-------- Text extract

Letters

Friday, February 21, 1997

Clinton should have remained uninvolved

President Clinton’s intervention in the American Airlines
dispute is deplorable, as it is clearly to the advantage of
management and not the pilots. Where is federal intervention to
prevent huge increases in CEO payments? Where is the intervention
to stop wage cuts and job losses? The pilots are right to use their
power to try to stop American Airlines from bringing in workers at
a third of current rates. American Airlines pilots are well paid
(though not as well as management). They deserve it ­ they
have years of training and hold passengers’ lives in their hands.
They are not well paid because of management kindness, but because
they are well-organized workers. A victory for the pilots would
demonstrate the power of organized labor.

Defeats for organized labor in the airline industry have meant
massive job losses and wage cuts, with the ValuJets setting safety
standards. American Airlines could have met the pilots’ demands if
it wanted to avoid passenger delays ­ it has the money.

----------------
-------- Data block

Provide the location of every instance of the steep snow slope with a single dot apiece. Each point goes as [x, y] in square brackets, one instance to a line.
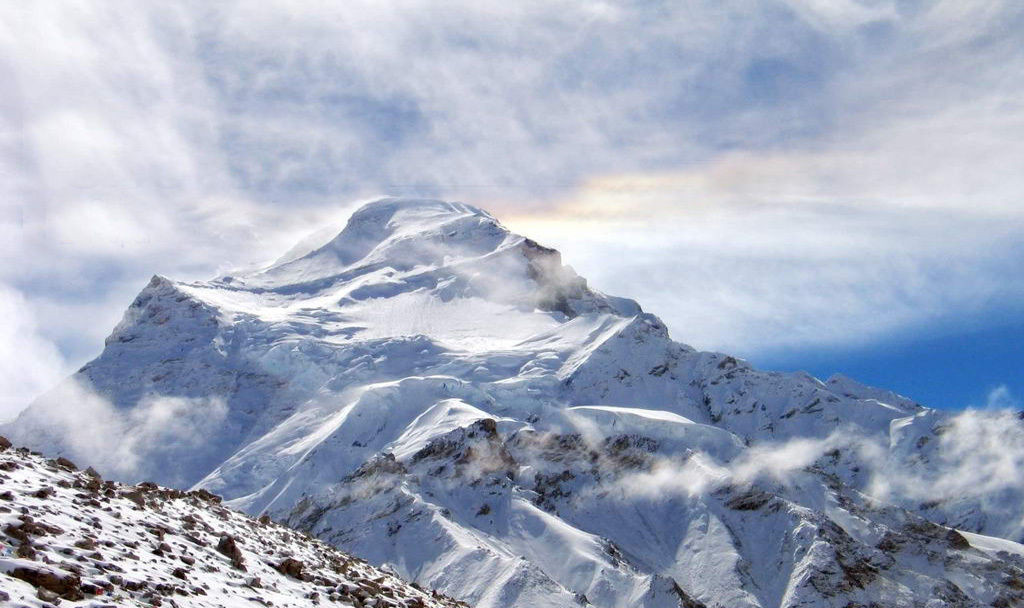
[70, 537]
[430, 391]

----------------

#### Task to complete:
Reproduce word for word the part of the letter on the American Airlines dispute that opens with "They are not" and closes with "has the money.". None of the data is needed.

#### Solution for this exercise:
They are not well paid because of management kindness, but because
they are well-organized workers. A victory for the pilots would
demonstrate the power of organized labor.

Defeats for organized labor in the airline industry have meant
massive job losses and wage cuts, with the ValuJets setting safety
standards. American Airlines could have met the pilots’ demands if
it wanted to avoid passenger delays ­ it has the money.